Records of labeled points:
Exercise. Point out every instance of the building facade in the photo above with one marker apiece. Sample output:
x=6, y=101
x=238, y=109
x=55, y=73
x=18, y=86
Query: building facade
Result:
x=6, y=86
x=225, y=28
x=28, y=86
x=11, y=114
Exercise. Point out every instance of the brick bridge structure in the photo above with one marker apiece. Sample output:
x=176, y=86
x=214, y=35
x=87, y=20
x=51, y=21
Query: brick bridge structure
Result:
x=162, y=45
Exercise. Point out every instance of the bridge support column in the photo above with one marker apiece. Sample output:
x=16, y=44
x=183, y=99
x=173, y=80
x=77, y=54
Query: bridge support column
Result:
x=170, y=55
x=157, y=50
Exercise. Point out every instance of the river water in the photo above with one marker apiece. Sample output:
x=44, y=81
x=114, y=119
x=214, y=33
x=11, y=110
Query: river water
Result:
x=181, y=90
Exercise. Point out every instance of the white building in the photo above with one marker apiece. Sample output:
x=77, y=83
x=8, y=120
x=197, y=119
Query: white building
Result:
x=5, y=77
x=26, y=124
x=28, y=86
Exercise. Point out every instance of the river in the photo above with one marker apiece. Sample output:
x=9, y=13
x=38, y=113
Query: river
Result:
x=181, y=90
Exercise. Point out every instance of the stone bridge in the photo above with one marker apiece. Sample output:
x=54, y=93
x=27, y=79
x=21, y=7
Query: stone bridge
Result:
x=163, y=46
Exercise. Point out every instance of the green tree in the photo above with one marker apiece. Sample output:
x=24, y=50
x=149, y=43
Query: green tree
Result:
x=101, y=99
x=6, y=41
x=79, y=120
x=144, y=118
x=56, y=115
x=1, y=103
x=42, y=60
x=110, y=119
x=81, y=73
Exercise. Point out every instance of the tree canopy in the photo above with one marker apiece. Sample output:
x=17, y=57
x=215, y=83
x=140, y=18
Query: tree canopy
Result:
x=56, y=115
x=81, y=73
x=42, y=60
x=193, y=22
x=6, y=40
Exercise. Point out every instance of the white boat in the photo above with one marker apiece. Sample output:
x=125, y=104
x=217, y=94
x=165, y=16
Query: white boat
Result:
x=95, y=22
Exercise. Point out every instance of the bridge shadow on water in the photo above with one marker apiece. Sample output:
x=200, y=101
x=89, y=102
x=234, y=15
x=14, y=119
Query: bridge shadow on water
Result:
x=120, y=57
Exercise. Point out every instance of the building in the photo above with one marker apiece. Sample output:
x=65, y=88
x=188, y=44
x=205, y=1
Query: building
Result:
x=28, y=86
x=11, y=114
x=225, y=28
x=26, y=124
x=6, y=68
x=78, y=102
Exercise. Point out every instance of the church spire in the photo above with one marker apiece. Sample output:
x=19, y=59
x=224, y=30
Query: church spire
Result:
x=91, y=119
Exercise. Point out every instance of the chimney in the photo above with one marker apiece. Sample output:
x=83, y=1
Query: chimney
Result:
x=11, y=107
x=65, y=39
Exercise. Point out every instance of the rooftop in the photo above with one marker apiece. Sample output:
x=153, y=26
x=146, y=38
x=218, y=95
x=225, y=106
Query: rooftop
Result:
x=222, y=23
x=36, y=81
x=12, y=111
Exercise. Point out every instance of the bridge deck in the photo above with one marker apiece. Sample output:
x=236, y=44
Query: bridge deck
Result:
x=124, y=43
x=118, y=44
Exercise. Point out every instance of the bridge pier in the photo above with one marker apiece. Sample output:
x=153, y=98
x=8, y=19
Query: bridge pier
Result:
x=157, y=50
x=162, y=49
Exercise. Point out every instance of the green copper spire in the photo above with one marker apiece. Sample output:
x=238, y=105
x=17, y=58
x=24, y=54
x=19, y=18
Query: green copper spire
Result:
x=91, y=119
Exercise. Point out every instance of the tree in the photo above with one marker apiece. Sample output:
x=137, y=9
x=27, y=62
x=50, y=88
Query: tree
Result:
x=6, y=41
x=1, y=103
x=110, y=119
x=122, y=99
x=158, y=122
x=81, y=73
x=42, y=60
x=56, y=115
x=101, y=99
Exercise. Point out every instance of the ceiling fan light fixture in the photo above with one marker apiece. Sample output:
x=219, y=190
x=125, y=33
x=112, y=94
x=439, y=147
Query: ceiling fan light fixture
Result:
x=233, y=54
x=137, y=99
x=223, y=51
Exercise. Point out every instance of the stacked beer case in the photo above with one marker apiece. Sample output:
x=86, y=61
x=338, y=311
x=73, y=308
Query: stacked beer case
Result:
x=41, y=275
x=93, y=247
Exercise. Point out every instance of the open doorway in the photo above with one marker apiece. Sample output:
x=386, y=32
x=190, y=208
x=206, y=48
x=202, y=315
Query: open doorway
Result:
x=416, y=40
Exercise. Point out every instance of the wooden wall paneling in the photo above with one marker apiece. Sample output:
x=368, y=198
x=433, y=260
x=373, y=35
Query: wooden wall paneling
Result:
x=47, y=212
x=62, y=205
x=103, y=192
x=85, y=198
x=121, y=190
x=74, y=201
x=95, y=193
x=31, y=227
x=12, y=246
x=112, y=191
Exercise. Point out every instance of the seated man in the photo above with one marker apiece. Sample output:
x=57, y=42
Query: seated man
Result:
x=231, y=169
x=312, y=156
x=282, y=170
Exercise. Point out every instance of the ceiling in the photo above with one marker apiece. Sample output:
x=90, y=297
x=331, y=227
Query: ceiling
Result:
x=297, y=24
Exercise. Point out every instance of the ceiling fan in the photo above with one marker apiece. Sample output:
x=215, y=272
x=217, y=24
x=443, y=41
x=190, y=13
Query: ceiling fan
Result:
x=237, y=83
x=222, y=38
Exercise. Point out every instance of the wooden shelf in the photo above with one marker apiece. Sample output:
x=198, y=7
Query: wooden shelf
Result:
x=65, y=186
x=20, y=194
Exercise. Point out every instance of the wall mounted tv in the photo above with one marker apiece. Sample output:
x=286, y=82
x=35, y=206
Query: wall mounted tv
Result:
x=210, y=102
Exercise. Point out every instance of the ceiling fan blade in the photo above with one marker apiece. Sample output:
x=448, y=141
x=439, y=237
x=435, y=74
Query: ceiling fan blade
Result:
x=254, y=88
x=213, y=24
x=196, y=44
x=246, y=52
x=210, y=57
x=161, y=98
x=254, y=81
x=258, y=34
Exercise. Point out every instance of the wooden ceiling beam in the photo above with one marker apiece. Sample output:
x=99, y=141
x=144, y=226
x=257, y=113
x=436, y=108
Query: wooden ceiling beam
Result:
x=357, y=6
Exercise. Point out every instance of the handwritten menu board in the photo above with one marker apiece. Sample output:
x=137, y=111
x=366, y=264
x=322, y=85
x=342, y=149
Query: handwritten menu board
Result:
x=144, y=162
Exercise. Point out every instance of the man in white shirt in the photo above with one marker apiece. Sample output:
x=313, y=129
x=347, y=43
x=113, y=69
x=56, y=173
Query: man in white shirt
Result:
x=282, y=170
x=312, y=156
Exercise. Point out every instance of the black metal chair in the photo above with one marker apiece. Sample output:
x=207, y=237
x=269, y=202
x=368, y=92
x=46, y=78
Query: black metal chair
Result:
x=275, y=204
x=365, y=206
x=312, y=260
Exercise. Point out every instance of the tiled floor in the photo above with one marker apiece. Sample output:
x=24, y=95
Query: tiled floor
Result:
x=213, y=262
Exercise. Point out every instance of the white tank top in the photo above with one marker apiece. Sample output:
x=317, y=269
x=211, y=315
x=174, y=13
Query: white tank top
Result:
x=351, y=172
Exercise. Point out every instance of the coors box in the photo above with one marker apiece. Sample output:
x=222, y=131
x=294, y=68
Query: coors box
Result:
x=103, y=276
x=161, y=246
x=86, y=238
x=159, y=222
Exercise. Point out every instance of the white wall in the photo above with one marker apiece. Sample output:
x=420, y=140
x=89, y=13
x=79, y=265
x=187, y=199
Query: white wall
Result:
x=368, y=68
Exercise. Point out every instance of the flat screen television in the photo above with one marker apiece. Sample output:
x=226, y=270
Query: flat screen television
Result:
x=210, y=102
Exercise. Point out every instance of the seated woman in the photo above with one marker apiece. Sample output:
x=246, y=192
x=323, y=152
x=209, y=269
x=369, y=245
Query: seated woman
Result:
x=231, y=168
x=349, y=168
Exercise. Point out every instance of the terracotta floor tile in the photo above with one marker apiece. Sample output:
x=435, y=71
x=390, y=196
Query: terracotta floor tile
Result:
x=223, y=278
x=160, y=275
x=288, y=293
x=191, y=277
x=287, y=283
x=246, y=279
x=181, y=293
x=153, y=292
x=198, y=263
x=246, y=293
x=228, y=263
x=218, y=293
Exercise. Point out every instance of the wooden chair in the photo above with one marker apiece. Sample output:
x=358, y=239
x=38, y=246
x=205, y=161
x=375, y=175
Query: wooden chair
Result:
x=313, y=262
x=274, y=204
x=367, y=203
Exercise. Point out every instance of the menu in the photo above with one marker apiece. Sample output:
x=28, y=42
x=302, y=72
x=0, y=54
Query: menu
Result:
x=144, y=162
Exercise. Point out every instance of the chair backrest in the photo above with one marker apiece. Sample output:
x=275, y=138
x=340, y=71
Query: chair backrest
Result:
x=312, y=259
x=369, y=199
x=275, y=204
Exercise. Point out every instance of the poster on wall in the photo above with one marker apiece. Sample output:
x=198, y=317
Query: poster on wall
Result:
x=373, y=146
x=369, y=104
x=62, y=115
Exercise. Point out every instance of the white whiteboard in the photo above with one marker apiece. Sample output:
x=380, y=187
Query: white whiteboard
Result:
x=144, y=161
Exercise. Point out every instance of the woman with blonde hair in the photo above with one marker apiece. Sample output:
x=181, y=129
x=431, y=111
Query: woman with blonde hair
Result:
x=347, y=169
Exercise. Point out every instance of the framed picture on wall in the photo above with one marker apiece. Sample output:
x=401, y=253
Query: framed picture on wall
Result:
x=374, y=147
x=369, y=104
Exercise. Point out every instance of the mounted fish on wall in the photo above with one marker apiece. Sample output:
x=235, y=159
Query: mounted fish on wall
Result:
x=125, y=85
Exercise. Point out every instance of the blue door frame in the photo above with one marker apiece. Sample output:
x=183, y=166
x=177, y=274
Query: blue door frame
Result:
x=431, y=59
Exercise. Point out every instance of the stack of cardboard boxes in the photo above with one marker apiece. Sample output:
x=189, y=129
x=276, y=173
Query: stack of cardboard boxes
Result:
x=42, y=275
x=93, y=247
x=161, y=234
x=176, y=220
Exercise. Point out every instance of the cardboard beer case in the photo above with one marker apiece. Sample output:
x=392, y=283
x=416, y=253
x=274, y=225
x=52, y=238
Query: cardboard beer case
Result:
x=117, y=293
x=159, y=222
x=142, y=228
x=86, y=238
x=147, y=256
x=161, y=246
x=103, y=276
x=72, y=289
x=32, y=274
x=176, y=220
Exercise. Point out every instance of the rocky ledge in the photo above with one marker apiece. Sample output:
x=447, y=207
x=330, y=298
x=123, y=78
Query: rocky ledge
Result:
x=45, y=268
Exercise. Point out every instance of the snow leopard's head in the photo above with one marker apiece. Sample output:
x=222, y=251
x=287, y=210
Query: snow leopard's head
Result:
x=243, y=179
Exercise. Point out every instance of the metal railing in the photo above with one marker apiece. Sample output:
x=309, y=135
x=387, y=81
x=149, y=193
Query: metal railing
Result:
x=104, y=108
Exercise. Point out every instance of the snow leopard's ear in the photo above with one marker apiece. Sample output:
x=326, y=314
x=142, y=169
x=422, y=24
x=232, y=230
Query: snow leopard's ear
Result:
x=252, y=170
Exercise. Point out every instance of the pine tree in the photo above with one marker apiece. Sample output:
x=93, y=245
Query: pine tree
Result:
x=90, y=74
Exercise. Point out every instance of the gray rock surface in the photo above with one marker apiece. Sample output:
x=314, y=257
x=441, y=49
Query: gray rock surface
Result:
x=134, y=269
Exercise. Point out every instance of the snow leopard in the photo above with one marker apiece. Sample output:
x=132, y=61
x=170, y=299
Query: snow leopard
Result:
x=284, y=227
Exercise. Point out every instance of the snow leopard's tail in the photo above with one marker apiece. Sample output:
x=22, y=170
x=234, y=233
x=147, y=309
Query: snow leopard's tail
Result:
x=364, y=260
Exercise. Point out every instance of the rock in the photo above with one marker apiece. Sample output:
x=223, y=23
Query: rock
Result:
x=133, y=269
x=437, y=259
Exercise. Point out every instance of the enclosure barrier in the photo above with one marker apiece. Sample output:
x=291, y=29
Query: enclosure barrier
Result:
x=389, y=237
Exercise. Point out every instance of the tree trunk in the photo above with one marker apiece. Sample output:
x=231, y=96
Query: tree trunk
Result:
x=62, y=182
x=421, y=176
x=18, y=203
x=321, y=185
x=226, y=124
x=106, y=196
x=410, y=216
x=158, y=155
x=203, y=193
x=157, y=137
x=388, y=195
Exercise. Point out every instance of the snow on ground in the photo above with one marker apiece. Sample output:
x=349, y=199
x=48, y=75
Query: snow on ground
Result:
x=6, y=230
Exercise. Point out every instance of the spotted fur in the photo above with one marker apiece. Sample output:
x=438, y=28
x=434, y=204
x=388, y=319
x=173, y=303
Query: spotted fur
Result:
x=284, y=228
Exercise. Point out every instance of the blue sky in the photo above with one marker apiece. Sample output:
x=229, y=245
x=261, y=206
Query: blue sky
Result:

## YOUR TASK
Quote the lines of the material above, starting at the line containing "Exercise. Point out every instance of the rock in" and ending at the line containing "x=284, y=228", with both of those lines included.

## OUTPUT
Exercise. Point out every instance of the rock in the photo above with one marker apiece. Sample output:
x=223, y=23
Query: rock
Result:
x=133, y=269
x=437, y=259
Exercise. Point out every instance of the enclosure barrier in the photo above with one marker apiece. Sample output:
x=291, y=29
Query: enclosure barrier
Result:
x=389, y=237
Exercise. Point out every instance of the tree trunk in the photo above with one marker apiece. Sample output:
x=231, y=96
Query: tree trunk
Result:
x=62, y=182
x=421, y=176
x=18, y=203
x=321, y=185
x=226, y=124
x=106, y=196
x=410, y=216
x=158, y=155
x=203, y=193
x=157, y=137
x=388, y=195
Exercise. Point out every instance of the snow on ground in the photo above with one marker apiece. Sample output:
x=349, y=199
x=48, y=75
Query: snow on ground
Result:
x=6, y=230
Exercise. Point out every instance of the spotted fur in the photo above with one marker apiece. Sample output:
x=438, y=28
x=434, y=204
x=388, y=319
x=173, y=303
Query: spotted fur
Result:
x=284, y=228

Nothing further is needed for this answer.